WASHINGTON: Donald Trump, the celebrity mogul whose brash and unorthodox presidential bid was counted out time and again, became the de facto Republican nominee on Tuesday night after a runaway victory in Indiana’s primary forced his chief rival, Ted Cruz, to quit the race.

Trump overcame a spirited last stand by Cruz — and a patchwork movement of Republicans working desperately to derail him in fear that his polarising politics could doom the party — to gallop to the nomination. Indiana’s results positioned him to easily accumulate the 1,237 delegates required to avert a contested convention.

Even as Ohio Governor John Kasich vowed to continue his long-shot campaign, Republican National Chairman Reince Priebus declared Trump the “presumptive nominee” and urged all Republicans to unite behind him.

In Indiana, a large manufacturing state battered by shifts in the global economy, Trump triumphed on the power of a populist pitches against free trade as well as by channelling the passions of voters who are distrustful of the nation’s political and economic systems.

As Trump claimed the mantle of GOP standard-bearer on Tuesday night, he was uncharacteristically measured. He remarked on his unlikely journey — “It’s been some unbelievable day and evening and year ... a beautiful thing to behold” — and promised Republicans that he would not let them down.

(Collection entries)
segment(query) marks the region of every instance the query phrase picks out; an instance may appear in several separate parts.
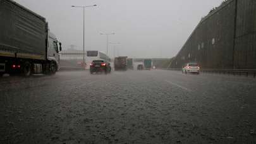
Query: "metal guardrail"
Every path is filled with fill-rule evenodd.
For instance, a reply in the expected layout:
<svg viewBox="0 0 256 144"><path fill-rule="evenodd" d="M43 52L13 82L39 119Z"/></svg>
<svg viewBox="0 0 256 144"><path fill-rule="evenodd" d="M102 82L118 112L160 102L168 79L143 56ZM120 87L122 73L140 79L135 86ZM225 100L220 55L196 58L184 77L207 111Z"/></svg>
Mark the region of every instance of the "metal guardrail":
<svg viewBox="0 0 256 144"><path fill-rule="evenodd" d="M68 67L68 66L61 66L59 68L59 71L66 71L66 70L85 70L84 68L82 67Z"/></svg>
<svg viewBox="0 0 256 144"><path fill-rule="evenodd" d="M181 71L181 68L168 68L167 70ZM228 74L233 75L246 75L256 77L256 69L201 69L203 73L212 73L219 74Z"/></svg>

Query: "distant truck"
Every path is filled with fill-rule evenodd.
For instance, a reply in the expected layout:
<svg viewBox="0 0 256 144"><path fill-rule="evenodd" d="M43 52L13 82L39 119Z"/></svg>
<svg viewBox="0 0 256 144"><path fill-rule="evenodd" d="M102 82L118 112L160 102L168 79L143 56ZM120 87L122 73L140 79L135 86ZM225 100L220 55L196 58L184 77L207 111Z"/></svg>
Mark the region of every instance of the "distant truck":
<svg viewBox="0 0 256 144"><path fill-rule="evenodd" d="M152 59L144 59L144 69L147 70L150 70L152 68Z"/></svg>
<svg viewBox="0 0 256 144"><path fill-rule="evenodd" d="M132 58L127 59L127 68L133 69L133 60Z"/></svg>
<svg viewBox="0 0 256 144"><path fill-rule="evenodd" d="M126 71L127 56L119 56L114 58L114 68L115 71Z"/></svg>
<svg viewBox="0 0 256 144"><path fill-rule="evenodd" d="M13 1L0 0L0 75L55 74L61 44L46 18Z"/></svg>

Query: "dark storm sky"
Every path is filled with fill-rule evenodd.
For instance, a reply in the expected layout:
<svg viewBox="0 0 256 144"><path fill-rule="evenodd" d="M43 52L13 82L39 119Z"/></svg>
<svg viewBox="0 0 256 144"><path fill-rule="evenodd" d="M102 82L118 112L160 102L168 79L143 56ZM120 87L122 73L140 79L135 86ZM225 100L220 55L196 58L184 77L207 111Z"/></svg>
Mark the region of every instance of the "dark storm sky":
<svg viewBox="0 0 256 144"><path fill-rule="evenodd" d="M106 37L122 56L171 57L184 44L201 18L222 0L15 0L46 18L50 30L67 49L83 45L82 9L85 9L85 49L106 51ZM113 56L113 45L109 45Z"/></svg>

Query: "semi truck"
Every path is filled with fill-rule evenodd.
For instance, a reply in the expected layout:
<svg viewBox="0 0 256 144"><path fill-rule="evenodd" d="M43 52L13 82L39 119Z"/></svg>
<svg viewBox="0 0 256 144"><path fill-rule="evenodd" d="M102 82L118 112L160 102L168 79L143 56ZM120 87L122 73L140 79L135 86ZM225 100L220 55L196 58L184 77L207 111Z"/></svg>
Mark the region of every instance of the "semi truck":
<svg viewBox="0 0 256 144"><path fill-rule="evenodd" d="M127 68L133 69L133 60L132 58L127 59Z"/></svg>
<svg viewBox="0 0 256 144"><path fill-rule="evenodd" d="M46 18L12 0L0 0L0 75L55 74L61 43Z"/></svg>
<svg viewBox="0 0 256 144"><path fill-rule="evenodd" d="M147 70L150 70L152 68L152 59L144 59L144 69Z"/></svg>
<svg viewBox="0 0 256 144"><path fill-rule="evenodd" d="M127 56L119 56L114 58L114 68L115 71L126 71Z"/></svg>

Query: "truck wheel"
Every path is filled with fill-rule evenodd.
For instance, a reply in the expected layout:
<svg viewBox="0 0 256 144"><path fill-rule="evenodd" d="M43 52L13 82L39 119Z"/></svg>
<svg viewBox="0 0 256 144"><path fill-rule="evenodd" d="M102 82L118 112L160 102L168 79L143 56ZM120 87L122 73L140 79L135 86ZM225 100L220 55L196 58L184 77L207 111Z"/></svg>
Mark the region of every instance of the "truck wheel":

**PROBLEM:**
Copy the full text about Trump's Indiana primary victory word for word. None of the collection entries are required for this work.

**TASK ANSWER:**
WASHINGTON: Donald Trump, the celebrity mogul whose brash and unorthodox presidential bid was counted out time and again, became the de facto Republican nominee on Tuesday night after a runaway victory in Indiana’s primary forced his chief rival, Ted Cruz, to quit the race.

Trump overcame a spirited last stand by Cruz — and a patchwork movement of Republicans working desperately to derail him in fear that his polarising politics could doom the party — to gallop to the nomination. Indiana’s results positioned him to easily accumulate the 1,237 delegates required to avert a contested convention.

Even as Ohio Governor John Kasich vowed to continue his long-shot campaign, Republican National Chairman Reince Priebus declared Trump the “presumptive nominee” and urged all Republicans to unite behind him.

In Indiana, a large manufacturing state battered by shifts in the global economy, Trump triumphed on the power of a populist pitches against free trade as well as by channelling the passions of voters who are distrustful of the nation’s political and economic systems.

As Trump claimed the mantle of GOP standard-bearer on Tuesday night, he was uncharacteristically measured. He remarked on his unlikely journey — “It’s been some unbelievable day and evening and year ... a beautiful thing to behold” — and promised Republicans that he would not let them down.